* Your assignment *
Where does the string "book" occur in the entries below? Copy every line where it does.

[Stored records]
● ● ● ●

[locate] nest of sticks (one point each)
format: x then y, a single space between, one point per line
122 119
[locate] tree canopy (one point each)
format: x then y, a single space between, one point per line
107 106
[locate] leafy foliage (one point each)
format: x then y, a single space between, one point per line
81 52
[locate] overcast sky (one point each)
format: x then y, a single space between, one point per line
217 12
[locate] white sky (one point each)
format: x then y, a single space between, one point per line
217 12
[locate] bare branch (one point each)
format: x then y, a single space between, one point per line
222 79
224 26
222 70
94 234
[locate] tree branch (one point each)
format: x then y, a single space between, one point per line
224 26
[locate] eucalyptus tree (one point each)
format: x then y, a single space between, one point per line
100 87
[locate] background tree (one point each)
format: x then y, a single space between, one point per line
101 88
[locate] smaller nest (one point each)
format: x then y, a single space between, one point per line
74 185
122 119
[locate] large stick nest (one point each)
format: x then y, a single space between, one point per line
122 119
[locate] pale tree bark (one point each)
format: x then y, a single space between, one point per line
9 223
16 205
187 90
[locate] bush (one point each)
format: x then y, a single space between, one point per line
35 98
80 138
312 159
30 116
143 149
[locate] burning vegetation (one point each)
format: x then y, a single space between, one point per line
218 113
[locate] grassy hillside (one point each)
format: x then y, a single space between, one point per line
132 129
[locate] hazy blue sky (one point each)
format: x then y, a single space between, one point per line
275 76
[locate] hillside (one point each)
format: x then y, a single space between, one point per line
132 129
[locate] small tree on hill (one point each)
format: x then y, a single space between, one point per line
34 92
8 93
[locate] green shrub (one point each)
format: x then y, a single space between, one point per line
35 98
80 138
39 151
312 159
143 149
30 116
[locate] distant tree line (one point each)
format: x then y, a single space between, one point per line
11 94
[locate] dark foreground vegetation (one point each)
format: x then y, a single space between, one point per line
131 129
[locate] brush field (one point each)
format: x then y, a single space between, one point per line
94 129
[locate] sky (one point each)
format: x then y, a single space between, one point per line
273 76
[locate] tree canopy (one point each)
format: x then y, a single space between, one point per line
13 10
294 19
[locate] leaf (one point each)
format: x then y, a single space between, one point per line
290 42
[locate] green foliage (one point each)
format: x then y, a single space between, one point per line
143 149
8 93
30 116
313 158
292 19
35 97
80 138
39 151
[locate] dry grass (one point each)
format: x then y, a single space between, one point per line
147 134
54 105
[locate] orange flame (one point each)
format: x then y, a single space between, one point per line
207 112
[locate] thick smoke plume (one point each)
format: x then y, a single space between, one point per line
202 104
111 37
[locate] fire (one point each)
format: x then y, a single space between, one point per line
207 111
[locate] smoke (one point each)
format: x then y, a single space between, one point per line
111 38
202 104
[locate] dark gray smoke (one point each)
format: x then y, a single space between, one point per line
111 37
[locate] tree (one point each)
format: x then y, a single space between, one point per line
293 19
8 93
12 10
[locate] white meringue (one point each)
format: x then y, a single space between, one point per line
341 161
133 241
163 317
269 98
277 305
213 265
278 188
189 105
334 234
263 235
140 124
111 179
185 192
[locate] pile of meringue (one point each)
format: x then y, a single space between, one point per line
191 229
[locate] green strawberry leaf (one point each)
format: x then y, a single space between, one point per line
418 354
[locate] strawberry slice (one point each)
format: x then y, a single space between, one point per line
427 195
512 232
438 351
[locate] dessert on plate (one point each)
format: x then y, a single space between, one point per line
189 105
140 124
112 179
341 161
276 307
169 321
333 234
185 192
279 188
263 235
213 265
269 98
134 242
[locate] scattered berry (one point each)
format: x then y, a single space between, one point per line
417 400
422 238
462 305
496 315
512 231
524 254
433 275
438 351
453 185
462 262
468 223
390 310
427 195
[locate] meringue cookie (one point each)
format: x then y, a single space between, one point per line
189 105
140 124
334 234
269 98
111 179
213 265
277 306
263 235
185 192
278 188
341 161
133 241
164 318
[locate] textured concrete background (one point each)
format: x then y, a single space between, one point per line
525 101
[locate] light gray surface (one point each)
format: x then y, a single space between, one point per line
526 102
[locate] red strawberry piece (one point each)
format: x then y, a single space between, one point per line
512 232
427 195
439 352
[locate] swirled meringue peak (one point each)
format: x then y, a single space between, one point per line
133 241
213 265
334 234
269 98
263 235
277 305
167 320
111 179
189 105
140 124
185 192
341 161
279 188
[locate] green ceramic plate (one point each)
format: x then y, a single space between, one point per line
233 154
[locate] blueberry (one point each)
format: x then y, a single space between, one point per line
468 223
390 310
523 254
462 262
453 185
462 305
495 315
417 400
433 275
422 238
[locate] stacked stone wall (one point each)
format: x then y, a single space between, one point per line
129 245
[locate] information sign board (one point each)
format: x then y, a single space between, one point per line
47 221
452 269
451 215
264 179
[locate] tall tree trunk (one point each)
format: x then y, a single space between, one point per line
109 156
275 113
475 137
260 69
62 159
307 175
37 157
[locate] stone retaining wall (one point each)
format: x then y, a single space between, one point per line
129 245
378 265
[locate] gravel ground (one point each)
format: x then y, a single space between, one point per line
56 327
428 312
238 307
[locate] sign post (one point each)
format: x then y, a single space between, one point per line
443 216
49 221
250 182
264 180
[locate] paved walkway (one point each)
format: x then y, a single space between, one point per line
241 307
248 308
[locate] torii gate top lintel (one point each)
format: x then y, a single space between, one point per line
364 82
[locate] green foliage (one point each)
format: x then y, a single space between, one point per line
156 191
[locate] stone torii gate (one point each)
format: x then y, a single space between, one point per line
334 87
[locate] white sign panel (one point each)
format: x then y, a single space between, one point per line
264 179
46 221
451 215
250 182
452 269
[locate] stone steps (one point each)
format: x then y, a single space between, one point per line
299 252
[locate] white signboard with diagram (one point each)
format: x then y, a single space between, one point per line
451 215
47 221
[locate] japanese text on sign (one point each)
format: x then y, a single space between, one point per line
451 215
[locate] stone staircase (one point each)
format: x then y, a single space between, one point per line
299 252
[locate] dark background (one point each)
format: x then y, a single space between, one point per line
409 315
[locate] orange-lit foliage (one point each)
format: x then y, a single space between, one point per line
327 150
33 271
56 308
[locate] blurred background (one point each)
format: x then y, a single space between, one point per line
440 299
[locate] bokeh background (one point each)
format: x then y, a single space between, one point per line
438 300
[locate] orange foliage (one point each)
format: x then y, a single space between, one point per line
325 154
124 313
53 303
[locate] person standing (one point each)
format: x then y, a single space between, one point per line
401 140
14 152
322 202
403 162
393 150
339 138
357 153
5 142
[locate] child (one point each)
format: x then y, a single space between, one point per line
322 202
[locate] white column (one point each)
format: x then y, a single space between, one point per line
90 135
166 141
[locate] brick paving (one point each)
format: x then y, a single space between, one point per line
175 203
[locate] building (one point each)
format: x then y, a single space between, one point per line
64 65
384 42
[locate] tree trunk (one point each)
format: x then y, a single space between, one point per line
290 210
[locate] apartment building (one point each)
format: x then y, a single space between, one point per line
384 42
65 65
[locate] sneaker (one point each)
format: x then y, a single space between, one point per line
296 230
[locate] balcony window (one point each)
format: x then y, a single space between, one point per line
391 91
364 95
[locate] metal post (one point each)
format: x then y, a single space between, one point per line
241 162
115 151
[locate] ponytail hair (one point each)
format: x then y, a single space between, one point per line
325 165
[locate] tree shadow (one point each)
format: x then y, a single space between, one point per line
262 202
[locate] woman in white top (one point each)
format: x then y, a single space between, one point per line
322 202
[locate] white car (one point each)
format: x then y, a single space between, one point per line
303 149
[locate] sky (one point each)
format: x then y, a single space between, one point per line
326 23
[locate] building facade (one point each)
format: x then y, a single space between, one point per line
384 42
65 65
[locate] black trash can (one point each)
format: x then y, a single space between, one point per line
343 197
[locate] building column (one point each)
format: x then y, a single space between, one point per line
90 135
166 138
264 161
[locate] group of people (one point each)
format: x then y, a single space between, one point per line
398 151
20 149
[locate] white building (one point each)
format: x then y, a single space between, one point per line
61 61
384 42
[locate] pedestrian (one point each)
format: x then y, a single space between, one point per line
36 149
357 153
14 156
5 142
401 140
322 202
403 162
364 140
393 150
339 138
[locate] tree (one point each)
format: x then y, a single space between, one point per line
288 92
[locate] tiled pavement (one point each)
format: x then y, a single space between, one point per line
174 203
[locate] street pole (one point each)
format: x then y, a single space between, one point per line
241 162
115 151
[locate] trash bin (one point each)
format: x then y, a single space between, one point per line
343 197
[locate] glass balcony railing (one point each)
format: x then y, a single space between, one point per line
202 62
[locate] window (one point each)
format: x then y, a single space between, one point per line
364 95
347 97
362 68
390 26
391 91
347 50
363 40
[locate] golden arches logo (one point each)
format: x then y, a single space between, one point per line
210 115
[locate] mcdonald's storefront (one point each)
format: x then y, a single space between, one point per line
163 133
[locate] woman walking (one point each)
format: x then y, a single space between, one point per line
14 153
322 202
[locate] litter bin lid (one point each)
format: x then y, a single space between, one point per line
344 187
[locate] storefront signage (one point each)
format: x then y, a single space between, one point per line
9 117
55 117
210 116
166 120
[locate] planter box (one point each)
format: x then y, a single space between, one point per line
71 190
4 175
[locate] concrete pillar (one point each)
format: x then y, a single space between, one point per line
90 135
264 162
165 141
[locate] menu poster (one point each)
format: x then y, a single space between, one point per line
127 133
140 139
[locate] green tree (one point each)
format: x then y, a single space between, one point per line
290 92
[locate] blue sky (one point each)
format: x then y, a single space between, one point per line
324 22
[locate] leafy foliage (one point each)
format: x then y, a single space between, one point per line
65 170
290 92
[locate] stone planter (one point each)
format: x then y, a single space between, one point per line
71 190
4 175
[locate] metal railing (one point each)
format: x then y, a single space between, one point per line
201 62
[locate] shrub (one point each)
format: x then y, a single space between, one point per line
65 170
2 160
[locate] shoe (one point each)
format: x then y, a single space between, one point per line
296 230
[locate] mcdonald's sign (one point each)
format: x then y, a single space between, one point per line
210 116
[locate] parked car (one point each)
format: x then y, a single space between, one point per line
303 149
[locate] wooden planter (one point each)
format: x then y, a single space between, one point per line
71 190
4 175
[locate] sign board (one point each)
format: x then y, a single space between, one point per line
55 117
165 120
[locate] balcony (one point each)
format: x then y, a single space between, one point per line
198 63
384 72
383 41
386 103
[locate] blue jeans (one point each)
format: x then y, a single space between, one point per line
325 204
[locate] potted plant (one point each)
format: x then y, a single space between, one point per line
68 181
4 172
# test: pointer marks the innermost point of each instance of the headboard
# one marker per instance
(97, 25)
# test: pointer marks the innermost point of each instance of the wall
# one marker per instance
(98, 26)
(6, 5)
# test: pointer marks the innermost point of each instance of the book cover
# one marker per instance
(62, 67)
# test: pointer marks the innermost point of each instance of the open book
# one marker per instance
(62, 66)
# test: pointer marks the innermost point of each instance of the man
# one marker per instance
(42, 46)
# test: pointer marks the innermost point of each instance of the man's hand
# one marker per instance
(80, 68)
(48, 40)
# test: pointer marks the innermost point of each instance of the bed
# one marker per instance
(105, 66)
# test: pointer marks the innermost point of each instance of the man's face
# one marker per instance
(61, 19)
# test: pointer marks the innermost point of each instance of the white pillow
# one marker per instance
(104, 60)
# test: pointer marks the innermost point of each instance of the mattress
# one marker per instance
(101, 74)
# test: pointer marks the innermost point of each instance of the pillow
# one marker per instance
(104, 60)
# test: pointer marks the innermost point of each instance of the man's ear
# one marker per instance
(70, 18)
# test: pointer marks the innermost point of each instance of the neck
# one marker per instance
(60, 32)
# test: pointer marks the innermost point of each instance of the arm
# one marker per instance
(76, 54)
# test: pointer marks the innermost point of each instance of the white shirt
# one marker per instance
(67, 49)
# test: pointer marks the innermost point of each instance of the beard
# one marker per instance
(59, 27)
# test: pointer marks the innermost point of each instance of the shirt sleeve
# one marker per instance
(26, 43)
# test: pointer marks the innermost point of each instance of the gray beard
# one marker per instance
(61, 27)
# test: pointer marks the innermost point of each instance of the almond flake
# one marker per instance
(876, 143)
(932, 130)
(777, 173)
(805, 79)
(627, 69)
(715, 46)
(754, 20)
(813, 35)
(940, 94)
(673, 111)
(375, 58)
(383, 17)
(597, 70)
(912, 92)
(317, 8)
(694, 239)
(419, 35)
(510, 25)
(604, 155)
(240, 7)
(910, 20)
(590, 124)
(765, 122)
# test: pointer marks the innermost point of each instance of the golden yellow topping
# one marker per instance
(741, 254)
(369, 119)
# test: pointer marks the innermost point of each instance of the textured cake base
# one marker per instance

● ● ● ●

* Result *
# test: pointer marks the innermost point of each instance of the book cover
# test: pointer marks the innermost point of each instance of the open book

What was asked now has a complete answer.